■ **What to produce**:
Give back the entire listing verbatim.
____________________
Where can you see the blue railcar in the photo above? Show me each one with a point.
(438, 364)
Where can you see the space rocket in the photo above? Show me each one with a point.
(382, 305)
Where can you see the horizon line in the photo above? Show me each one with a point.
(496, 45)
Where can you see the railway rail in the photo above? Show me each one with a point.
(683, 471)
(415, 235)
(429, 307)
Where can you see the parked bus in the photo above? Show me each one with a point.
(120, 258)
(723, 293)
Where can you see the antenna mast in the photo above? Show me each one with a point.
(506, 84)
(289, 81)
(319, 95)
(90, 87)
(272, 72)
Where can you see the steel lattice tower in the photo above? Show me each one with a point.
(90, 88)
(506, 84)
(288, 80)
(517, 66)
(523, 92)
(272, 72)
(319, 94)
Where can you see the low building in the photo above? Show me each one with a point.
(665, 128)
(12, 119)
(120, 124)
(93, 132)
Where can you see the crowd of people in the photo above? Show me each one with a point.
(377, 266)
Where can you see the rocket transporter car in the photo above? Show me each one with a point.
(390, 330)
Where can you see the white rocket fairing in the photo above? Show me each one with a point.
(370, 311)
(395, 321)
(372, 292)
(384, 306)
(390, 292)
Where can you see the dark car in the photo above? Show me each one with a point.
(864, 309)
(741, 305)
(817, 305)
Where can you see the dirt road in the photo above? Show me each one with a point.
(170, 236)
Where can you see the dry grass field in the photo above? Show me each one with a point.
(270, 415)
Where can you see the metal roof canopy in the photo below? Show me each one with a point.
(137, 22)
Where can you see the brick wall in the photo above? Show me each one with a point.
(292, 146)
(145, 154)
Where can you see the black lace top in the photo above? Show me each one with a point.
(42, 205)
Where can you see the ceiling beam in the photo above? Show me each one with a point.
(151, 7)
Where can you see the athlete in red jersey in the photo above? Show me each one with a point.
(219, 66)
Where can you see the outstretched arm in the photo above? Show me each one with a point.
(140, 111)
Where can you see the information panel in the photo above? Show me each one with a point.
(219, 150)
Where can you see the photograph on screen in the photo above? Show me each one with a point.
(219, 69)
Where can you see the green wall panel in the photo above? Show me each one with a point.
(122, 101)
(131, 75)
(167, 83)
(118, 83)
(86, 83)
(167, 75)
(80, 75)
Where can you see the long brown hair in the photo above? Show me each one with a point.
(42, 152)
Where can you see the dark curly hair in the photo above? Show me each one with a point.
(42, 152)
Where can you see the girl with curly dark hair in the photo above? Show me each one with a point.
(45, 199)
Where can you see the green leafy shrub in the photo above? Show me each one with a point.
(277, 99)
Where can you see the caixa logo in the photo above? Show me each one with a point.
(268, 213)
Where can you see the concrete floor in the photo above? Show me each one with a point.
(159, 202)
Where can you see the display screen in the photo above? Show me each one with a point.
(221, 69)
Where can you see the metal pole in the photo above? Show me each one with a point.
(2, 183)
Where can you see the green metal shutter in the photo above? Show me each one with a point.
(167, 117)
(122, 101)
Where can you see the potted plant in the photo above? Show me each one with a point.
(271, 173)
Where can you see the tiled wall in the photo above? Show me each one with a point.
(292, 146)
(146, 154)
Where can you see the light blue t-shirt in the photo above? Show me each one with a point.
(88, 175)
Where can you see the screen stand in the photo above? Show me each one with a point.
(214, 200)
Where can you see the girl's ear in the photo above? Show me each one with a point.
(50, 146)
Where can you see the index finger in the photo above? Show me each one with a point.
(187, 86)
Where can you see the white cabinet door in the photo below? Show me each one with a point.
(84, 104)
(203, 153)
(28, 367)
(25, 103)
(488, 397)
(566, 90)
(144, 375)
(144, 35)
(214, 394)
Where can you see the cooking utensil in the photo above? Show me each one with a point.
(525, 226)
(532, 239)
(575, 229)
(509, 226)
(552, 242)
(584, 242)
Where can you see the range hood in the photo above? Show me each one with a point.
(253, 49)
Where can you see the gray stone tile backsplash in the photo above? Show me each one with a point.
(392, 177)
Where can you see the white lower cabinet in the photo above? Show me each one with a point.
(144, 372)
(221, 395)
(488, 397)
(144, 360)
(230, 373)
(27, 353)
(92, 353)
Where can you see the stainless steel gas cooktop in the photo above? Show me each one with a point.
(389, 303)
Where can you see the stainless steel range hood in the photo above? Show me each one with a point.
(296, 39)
____________________
■ **Worked answer**:
Where can you see the blue railcar in the photo above? Show me each one with a point.
(438, 364)
Where can you see the space rocket in the photo above? Show me each one with a point.
(382, 305)
Where can you see the horizon line in the photo above? Show me each one with a point.
(496, 45)
Where can you see the railway rail in the photo above? Show me each one with a point.
(683, 471)
(415, 235)
(429, 307)
Where can you see the parked bus in the photo above? Show me each one with a point.
(120, 258)
(723, 293)
Where can you see the antenna mast in the photo above? Show me each one with a point.
(506, 84)
(289, 81)
(319, 95)
(90, 87)
(272, 72)
Where can you see the steel lattice tower in the photo above? Show me each one with a point.
(90, 88)
(506, 84)
(288, 80)
(517, 66)
(523, 92)
(272, 72)
(319, 94)
Where can you see the low building in the photo above? Show me each one with a point.
(665, 128)
(12, 119)
(120, 124)
(93, 132)
Where can you see the crowd of people in the photo above? Show me each one with a point.
(377, 266)
Where can you see the rocket transporter car in the photo above? Show me each one with a point.
(390, 330)
Where can you see the white rocket fairing in the photo above? Show me each one with a point.
(370, 311)
(395, 321)
(372, 292)
(384, 306)
(390, 292)
Where can you see the dark car in the photo above? Show me each one with a point.
(864, 309)
(741, 305)
(817, 305)
Where can you see the dirt road in the photo above? Show me each one with a point.
(170, 236)
Where can you see the dry grass field in the photo above? Show me each one with a point.
(270, 415)
Where can you see the metal roof canopy in the photo below? Show me each one with a point.
(137, 22)
Where can you see the brick wall in the photo above? Show me each one with a point.
(292, 146)
(145, 154)
Where can you see the black lace top in the photo above? Show me each one with a point.
(42, 205)
Where can you see the ceiling beam in the photo above? Show me each one with a point.
(151, 7)
Where can you see the athlete in red jersey in the photo above? Show me each one with a point.
(219, 66)
Where can you see the outstretched arm in the photo above? Show me each one with a point.
(140, 111)
Where can you see the information panel in the photo above? Show me each one with a point.
(219, 150)
Where can you see the photograph on screen in the photo above? Show me each one with a point.
(219, 69)
Where can you see the green wall panel in the photo above? Show me each one with a point.
(122, 101)
(131, 75)
(167, 83)
(118, 83)
(86, 83)
(167, 75)
(80, 75)
Where can you see the long brown hair in the photo above? Show me each one with a point.
(42, 152)
Where can you see the dark curly hair in the photo above? Show me each one with a point.
(42, 152)
Where can you see the girl with curly dark hair in the photo above? Show me each one with a point.
(45, 199)
Where can you see the green leafy shrub in the photo above? Show me each one with a point.
(277, 99)
Where can you see the caixa logo in the photo above? Show me each one with a point.
(268, 213)
Where can you see the concrete floor in the photo above? Show me each one with a point.
(159, 202)
Where can you see the display screen in the photo above? Show me each one with a point.
(221, 69)
Where can you see the metal pole in the photo above? Show me each one with a point.
(2, 183)
Where can you see the green metal shutter in the photo above? Show me each one with a point.
(167, 117)
(122, 101)
Where can you see the potted plant in the photo above? Show me each one with a point.
(271, 173)
Where can you see the tiled wall in the photo above? Show me each one with a point.
(292, 146)
(146, 154)
Where can you see the light blue t-shirt in the photo above? Show me each one with a point.
(88, 175)
Where can you see the screen stand in the photo above? Show me each one with a point.
(214, 200)
Where can you see the girl's ear in the photo above? Show me each one with a point.
(50, 146)
Where can you see the index finger in the photo above? Show me each one with a point.
(187, 86)
Where can you see the white cabinet door in the photo below? Show me each one with a point.
(84, 104)
(203, 153)
(28, 367)
(25, 103)
(488, 397)
(566, 90)
(144, 375)
(144, 35)
(214, 394)
Where can you see the cooking utensil in the photo above? Show me each one with a point.
(525, 226)
(532, 239)
(575, 229)
(509, 226)
(552, 242)
(584, 242)
Where can you see the range hood in the photo above? Show me each one with a point.
(253, 49)
Where can you see the gray stone tile backsplash in the photo above? Show me each one with a point.
(392, 177)
Where can you see the white lower cabinet in the photo above? Show me each one with a point.
(144, 372)
(221, 395)
(488, 397)
(144, 360)
(230, 373)
(27, 353)
(92, 353)
Where can you see the stainless steel gas cooktop in the photo above? Show me each one with a point.
(389, 303)
Where can you see the stainless steel range hood in the photo above? Show me each one with a point.
(296, 39)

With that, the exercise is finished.